:: TO DO ::
Copy all records exactly; omit pictures.
*** DATASET EXCERPTS ***
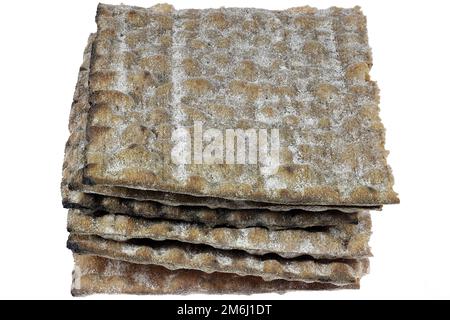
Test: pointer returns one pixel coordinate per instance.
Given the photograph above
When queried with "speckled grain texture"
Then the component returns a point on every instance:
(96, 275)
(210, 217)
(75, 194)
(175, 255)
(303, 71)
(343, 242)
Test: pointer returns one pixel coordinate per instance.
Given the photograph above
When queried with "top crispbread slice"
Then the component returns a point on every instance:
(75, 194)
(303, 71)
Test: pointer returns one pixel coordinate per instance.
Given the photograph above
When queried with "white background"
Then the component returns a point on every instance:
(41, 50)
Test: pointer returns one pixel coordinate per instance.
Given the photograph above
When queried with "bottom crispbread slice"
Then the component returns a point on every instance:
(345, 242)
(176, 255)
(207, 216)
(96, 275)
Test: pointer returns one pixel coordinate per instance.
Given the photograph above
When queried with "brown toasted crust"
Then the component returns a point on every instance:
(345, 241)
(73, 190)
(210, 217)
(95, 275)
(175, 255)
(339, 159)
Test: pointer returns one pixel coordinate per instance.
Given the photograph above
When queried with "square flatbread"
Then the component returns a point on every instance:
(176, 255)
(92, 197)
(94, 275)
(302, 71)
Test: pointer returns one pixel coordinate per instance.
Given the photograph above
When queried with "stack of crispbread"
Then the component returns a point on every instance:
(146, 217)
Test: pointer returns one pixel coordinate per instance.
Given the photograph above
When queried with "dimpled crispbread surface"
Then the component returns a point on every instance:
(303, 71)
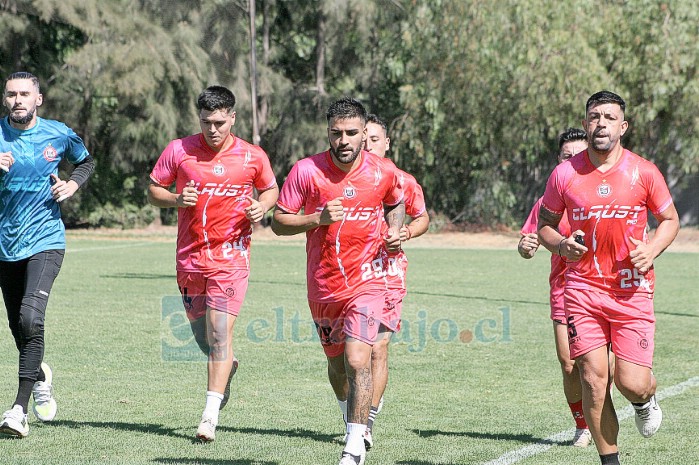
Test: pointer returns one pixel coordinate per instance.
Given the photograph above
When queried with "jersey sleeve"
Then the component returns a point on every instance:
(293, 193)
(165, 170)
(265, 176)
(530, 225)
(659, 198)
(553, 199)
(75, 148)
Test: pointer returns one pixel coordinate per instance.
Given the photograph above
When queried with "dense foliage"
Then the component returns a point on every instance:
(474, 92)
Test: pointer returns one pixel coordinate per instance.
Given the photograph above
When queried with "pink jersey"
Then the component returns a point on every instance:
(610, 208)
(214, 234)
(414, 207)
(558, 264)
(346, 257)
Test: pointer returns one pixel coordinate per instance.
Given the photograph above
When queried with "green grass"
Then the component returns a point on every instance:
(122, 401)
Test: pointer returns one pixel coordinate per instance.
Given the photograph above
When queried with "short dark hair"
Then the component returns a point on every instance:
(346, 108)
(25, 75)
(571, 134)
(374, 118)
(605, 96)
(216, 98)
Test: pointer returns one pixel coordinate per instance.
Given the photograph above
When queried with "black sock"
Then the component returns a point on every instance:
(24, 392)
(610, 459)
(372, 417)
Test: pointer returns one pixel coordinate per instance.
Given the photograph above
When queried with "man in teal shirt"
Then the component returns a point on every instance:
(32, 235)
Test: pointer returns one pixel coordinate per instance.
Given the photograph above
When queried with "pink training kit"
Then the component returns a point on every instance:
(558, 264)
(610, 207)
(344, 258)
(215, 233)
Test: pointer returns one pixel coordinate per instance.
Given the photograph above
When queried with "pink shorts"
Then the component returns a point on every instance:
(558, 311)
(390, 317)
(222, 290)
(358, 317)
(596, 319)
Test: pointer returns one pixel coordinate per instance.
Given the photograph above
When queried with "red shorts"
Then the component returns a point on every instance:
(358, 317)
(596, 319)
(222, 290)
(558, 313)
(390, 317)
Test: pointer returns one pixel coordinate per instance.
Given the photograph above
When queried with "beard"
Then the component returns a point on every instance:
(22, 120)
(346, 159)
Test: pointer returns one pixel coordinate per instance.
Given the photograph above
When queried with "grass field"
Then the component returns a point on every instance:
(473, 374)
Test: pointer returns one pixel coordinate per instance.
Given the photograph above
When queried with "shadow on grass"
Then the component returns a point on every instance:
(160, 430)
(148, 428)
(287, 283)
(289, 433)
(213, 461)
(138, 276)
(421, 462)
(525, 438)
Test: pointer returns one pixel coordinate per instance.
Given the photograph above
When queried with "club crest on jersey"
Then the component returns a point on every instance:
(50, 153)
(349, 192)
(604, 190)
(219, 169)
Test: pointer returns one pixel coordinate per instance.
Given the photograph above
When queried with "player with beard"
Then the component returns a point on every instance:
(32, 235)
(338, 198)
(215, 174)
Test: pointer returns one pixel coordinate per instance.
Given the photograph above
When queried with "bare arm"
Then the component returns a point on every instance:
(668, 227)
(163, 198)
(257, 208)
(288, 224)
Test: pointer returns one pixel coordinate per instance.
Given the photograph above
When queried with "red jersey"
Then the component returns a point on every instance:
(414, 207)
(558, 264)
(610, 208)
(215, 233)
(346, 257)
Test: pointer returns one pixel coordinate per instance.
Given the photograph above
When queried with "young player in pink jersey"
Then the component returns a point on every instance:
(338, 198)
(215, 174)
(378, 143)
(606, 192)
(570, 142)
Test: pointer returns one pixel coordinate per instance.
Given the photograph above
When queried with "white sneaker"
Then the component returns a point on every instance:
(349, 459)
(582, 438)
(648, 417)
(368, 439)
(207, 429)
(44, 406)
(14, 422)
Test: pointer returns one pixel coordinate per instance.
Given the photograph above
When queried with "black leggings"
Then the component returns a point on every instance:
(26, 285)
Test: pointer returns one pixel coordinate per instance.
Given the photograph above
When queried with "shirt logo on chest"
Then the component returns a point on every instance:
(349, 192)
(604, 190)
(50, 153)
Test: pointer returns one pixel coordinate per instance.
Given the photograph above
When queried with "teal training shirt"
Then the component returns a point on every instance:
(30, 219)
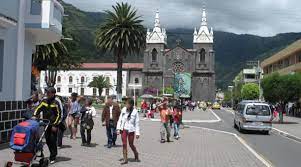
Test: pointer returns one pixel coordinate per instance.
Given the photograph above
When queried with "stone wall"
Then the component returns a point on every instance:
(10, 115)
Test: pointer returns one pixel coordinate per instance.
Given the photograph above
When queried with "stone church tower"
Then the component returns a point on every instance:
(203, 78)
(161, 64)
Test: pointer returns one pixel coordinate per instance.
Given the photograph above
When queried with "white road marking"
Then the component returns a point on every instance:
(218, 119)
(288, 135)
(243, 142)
***
:: TASK RESPONSE ::
Test: pointer returns one pixel coordinate per instance.
Given the photograph above
When queried with "speckled grain texture"
Then the component returns a point on every instance:
(96, 275)
(210, 217)
(75, 194)
(175, 255)
(303, 71)
(343, 242)
Test: pointer returns one pixel coordinate per instance.
Given the photograph above
When queried with "top crispbread slice"
Then the component returns a point on every instance:
(75, 194)
(303, 71)
Test: pointer returns one pixel coordinate per instance.
Given the photograph above
When queried with "white background"
Then the component returns a point on every instance:
(41, 50)
Test: pointer returns one pixel coordinate per instance.
Given the photograph above
When queried with "bottom crispbread slice"
Then the component returns a point on every instance:
(345, 242)
(176, 255)
(207, 216)
(96, 275)
Test: pointer returns one pixel coordinate per instance.
Given the photograph above
When queried with "brown toasted crust"
Then the component returns a point on every instance:
(345, 241)
(73, 190)
(210, 217)
(95, 275)
(175, 255)
(339, 159)
Test: pointer returns one pixel coordinate per instance.
Given the photograph above
When queried with "square flatbread"
Then the component returns a point on every instance:
(176, 255)
(92, 197)
(94, 275)
(302, 71)
Test: pointer returns one pixel coordinate per instance.
Given the photograph above
When queried with "stack of crispbread"
Then the component returns a point on every instance:
(146, 217)
Test: pointer returns one pixel coordinate per instance.
Given the photograph above
When queried with "dimpled crispbread surface"
Then the component returns a point on every instance:
(303, 71)
Test: pointer returns one pixel coordinate per instance.
Given the photograph above
When queried with "jersey sleeve"
Then the component returns a point on every instance:
(293, 193)
(165, 170)
(265, 176)
(530, 225)
(659, 198)
(553, 199)
(75, 148)
Test: pointer returns one pixel coordinate per instance.
Given the photograph above
When queried with "dense foliage"
Then the component returns a point on every instance:
(474, 92)
Test: pointer returns one pixel coordinate per instance.
Given the photograph above
When queried with "pink jersey"
Then the component returns a point on every instance:
(610, 208)
(214, 234)
(414, 207)
(558, 264)
(346, 257)
Test: pointer returns one pixel coordinate per instance.
Given the photograph above
When queried with "green grass"
Then the component returns a point on every instance:
(122, 401)
Test: pointer returns one pixel coordinate per instance.
Given the photograph above
When queried with "short dark hair"
Then the component returns a point on every instance:
(346, 108)
(25, 75)
(571, 134)
(374, 118)
(605, 96)
(216, 98)
Test: pointer returns one pixel coordinate per instance.
Given the photograph above
When queried with "black sock"
Then the component returns a point on every instance:
(24, 392)
(610, 459)
(372, 417)
Test: pointer returns one pixel coordinate per instance.
Given the photograph above
When queried with "man in teal shirt"
Then the component returns a point on every instance:
(32, 235)
Test: pointer returns one pixel coordinate per instance.
Given the photograph above
When queried with "pink training kit"
Then the component returns a point on every instance:
(558, 264)
(610, 207)
(344, 258)
(215, 233)
Test: pointer returns one pixel coordinate per instance.
Given the photograph above
When queried with "pink shorts"
Then the component returns a point on every instance:
(558, 311)
(390, 317)
(222, 290)
(358, 317)
(596, 319)
Test: pointer returns one pixel coordinate per instance.
Given the photograph above
When queried with "red shorts"
Then the component returns a point on every instance:
(358, 317)
(596, 319)
(222, 290)
(558, 313)
(390, 317)
Test: pointer returns one pixel coordinate per instance.
Given the photograph above
When queried with "beard"
Then the component returns a point on every instance:
(22, 120)
(346, 159)
Test: pointer returns one pixel coordinate per instance.
Given the photograph above
When queried with "grass field"
Then the component returns a point on every instance:
(473, 374)
Test: pointer returns one pixel coordinate per instance.
Given the photograph above
When queried with "shadow on grass"
Then the component returns a point on every instance:
(160, 430)
(148, 428)
(287, 283)
(289, 433)
(213, 461)
(138, 276)
(421, 462)
(525, 438)
Test: pointer returns one pixel coordinate per instance.
Given the photograph above
When queried with "club crest on jersey"
Then the component returns a point on every instance:
(50, 153)
(349, 192)
(604, 190)
(219, 169)
Test: pointer returns one pixel coordinate per instance.
Given the photograph above
When queried with "player with beard"
Then the component returns a point on every instance:
(32, 235)
(338, 198)
(215, 174)
Test: pointer returns one pixel coordinate per instance.
Given the photograph above
When queried with "bare arm"
Then the component returns a point on every instance:
(668, 227)
(163, 198)
(257, 208)
(288, 224)
Test: pointer returns one pixel coordinate per instance.
Given the photograph above
When queried with "red jersey"
Then the component returns a point on every instance:
(414, 207)
(558, 264)
(610, 208)
(215, 233)
(346, 257)
Test: pointer returns one pixel coordinate per instance.
Given the photograph above
When queried with "young player in pink jersey"
Then the component returns a point on every instance:
(338, 198)
(215, 174)
(378, 143)
(606, 192)
(570, 142)
Test: pointer returns one pixel coordinate per instance.
Given the photograph above
When queried with "white sneaker"
Then the component returns a point on every instance:
(349, 459)
(582, 438)
(648, 417)
(368, 439)
(207, 429)
(44, 406)
(14, 422)
Test: pointer returns one pixel coordinate per instance.
Given the photograph above
When queried with "black leggings"
Then the component returns a point on every instance:
(26, 285)
Test: pointer returns one pixel coordinate per instance.
Given the photograph above
When queried with "shirt logo on chest"
Then the component returns a point on every instance:
(349, 192)
(604, 190)
(50, 153)
Test: pointer returns one pixel coordinate per instance.
Given the photograph above
When queried with "teal training shirt"
Then the component returns a point on every instance:
(30, 219)
Test: pointer returns one pixel coordinate per instance.
Given the photograph above
When queried with "stone wall"
Then the component returns a point on every instance:
(10, 115)
Test: pointer returns one pixel coordinate per instance.
Given the photograph above
When queried with "stone church tower"
Then the component returns a point on every instance:
(203, 78)
(161, 64)
Test: pointer returns one pixel coordinate per instance.
Given the photograph above
When queried with "white road marking"
Then the component returns a point on every instance:
(218, 119)
(288, 135)
(243, 142)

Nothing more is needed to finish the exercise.